Directions for this task: Write out all the entries below without any change.

Referring expression pointing data:
★ ★ ★
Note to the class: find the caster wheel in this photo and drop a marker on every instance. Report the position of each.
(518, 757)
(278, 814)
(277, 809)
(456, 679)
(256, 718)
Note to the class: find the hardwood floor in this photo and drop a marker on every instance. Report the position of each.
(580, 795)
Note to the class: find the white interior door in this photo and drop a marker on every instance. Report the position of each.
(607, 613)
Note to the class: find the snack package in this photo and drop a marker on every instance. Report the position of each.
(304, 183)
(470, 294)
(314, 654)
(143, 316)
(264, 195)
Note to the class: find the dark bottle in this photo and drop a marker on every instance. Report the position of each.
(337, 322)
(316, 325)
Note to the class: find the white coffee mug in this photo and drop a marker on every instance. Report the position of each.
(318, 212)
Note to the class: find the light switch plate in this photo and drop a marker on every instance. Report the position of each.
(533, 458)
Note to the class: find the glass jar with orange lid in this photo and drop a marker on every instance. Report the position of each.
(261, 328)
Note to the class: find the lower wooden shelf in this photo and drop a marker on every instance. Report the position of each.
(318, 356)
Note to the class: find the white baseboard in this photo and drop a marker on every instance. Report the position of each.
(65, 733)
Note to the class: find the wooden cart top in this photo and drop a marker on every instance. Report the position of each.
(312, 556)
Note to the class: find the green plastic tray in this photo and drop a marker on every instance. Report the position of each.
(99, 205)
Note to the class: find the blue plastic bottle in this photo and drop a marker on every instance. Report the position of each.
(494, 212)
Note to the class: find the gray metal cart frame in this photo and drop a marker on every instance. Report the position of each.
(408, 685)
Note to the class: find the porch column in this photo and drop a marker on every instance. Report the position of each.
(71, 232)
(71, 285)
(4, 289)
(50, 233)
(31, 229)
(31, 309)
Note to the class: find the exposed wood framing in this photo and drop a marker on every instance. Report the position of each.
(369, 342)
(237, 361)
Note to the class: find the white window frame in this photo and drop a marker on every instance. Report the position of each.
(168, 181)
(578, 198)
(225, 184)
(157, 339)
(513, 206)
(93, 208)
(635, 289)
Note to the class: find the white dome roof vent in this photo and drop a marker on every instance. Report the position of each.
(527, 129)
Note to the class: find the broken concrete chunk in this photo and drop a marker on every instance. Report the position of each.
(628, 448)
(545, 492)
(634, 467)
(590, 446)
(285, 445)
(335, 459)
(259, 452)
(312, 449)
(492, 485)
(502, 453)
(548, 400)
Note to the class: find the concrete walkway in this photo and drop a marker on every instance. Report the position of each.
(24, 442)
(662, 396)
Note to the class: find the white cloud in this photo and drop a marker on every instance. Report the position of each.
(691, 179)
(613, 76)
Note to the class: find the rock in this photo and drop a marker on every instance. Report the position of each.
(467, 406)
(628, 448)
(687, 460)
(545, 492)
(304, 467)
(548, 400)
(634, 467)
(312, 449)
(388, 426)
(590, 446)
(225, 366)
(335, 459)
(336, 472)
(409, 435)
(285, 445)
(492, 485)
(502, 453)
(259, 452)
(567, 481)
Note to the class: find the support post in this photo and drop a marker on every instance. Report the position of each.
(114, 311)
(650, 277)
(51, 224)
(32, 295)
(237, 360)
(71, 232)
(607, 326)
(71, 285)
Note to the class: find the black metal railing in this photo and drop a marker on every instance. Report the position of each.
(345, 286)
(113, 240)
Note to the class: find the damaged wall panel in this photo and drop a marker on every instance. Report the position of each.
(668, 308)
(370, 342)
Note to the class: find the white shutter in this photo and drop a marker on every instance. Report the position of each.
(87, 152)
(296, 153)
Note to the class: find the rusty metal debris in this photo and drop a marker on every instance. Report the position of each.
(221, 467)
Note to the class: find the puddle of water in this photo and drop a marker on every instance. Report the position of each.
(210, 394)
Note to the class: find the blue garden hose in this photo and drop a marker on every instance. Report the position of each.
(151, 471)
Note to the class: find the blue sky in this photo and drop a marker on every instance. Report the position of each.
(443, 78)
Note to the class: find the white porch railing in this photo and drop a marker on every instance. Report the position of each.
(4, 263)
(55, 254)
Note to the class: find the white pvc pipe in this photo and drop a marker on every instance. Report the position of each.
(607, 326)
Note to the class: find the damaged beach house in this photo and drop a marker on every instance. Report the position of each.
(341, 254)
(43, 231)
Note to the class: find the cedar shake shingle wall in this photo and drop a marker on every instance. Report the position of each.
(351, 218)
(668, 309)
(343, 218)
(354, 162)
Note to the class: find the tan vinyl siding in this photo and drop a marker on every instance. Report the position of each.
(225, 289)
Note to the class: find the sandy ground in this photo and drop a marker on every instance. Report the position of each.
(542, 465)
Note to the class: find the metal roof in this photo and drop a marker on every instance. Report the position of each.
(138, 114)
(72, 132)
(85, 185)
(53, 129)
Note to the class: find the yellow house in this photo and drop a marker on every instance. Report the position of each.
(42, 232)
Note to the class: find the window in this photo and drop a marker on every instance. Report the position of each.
★ ★ ★
Answer box:
Note to the class: find the caster wheel in this photo and drop a marker on every instance. Report the position of each.
(518, 757)
(278, 814)
(277, 809)
(456, 679)
(256, 718)
Note to the class: find the hardwood floor in this photo and drop a marker on every instance. Report the position of each.
(580, 795)
Note to the class: find the white interior door in this photo and drop a marker on every instance. Report the position of each.
(607, 613)
Note to the class: find the snack package in this photo and drop a marker on every instance. Report the position of each.
(304, 183)
(470, 294)
(314, 654)
(143, 316)
(264, 195)
Note to the class: find the dark bottle in this photo and drop a marker on every instance. Report the position of each.
(337, 322)
(316, 325)
Note to the class: find the white coffee mug in this photo and drop a marker on every instance. Report the position of each.
(318, 212)
Note to the class: find the light switch plate in this photo and drop a marker on every instance. Report the position of each.
(533, 458)
Note to the class: find the glass jar with orange lid in this photo and drop a marker on every instance. Report the position of each.
(261, 328)
Note to the class: find the lower wooden shelf in this photo and drop a marker on every instance. Report the position of each.
(318, 356)
Note to the class: find the white baseboard in this photo and drop a marker on every instance. Report the position of each.
(65, 733)
Note to the class: find the wooden cart top in this photo and drop a marker on every instance. Report the position of each.
(312, 556)
Note to the class: find the green plastic tray in this photo and drop a marker on every instance. Report the position of each.
(99, 205)
Note to the class: find the blue plastic bottle in this photo and drop a marker on every instance. Report the position of each.
(494, 212)
Note to the class: find the gray metal cart frame in this photo and drop a marker on every instance. Report the position of each.
(408, 685)
Note to the class: find the porch column in this photo and drop a marker on every instance. Report the position of each.
(71, 232)
(71, 285)
(4, 289)
(50, 233)
(31, 229)
(31, 309)
Note to the class: find the exposed wood framing in this photo and drop a marker on every instance. Report the position of each.
(369, 342)
(237, 361)
Note to the class: find the white window frame in this photo and drop a marker on every instance. Report the position of each.
(168, 181)
(578, 198)
(225, 184)
(157, 339)
(513, 206)
(93, 208)
(635, 289)
Note to the class: find the white dome roof vent in this photo and drop a marker on every instance. Report the position of each.
(527, 129)
Note to the class: find the broken concrete chunk in this photo and drop a marker on every instance. Report the position of each.
(628, 448)
(545, 492)
(634, 467)
(590, 446)
(285, 445)
(335, 459)
(259, 452)
(312, 449)
(492, 485)
(502, 453)
(548, 400)
Note to the class: find the concrete walkway in this photo and drop a marker on every instance. Report the position of each.
(24, 442)
(662, 396)
Note to the class: find the white cloud in this photo and drop a marker on every instance. Report the position of each.
(691, 179)
(613, 76)
Note to the class: find the rock in this photo and drop a marker on every instance. Report the position of each.
(467, 406)
(628, 448)
(687, 460)
(545, 492)
(304, 467)
(548, 400)
(634, 467)
(312, 449)
(388, 426)
(590, 446)
(225, 366)
(335, 459)
(336, 472)
(409, 435)
(285, 445)
(492, 485)
(502, 453)
(259, 452)
(567, 481)
Note to the class: find the support post in this photo and drop a marker on every instance. Report the position of each.
(114, 311)
(650, 277)
(51, 224)
(32, 295)
(237, 360)
(71, 232)
(607, 326)
(71, 285)
Note to the class: find the black metal railing in this photo and drop a marker on every instance. Report the position of each.
(345, 286)
(113, 240)
Note to the class: find the damaged wall panel in this photo and drop a marker on every instance. Report the position of each.
(668, 308)
(370, 342)
Note to the class: find the white shutter in this photo and drop a marker on every instance. Report the position of each.
(87, 152)
(296, 153)
Note to the class: find the rusty metal debris in this photo and drop a marker on every instance. Report the position of each.
(221, 467)
Note to the class: find the puddle of water in this photo and drop a marker on every instance. Report the position of each.
(210, 394)
Note to the class: find the blue garden hose in this photo and drop a marker on every instance. Report the position of each.
(151, 471)
Note to the class: find the blue sky in this photo and drop a marker on every instance. Report the position of each.
(443, 78)
Note to the class: find the white porch railing in this photo and drop a marker on every instance. Report the position of each.
(4, 263)
(55, 254)
Note to the class: find the white pvc pipe in this photo and drop a marker on every instance. Report the position of each.
(607, 326)
Note to the class: find the damaged beach house in this photo and drop a marker on every instance. Report the position of each.
(341, 254)
(43, 231)
Note to the class: find the cedar shake shingle wall in this photo and drop a marker on every instance. Report the position of each.
(351, 218)
(668, 309)
(343, 218)
(354, 162)
Note to the class: find the tan vinyl siding in this photo and drop a marker on every instance. Report the position of each.
(225, 289)
Note to the class: find the sandy ground in this photo and drop a marker on every instance. Report the position of each.
(542, 465)
Note to the class: find the metal roof in this photo and drop a marker on every instance. Report the position of each.
(138, 114)
(72, 132)
(85, 185)
(53, 129)
Note to the class: find the yellow house in this photo and drop a marker on every instance. Report the position of each.
(42, 232)
Note to the class: find the window in this photo and drop a marker on every instance. Report the position of each.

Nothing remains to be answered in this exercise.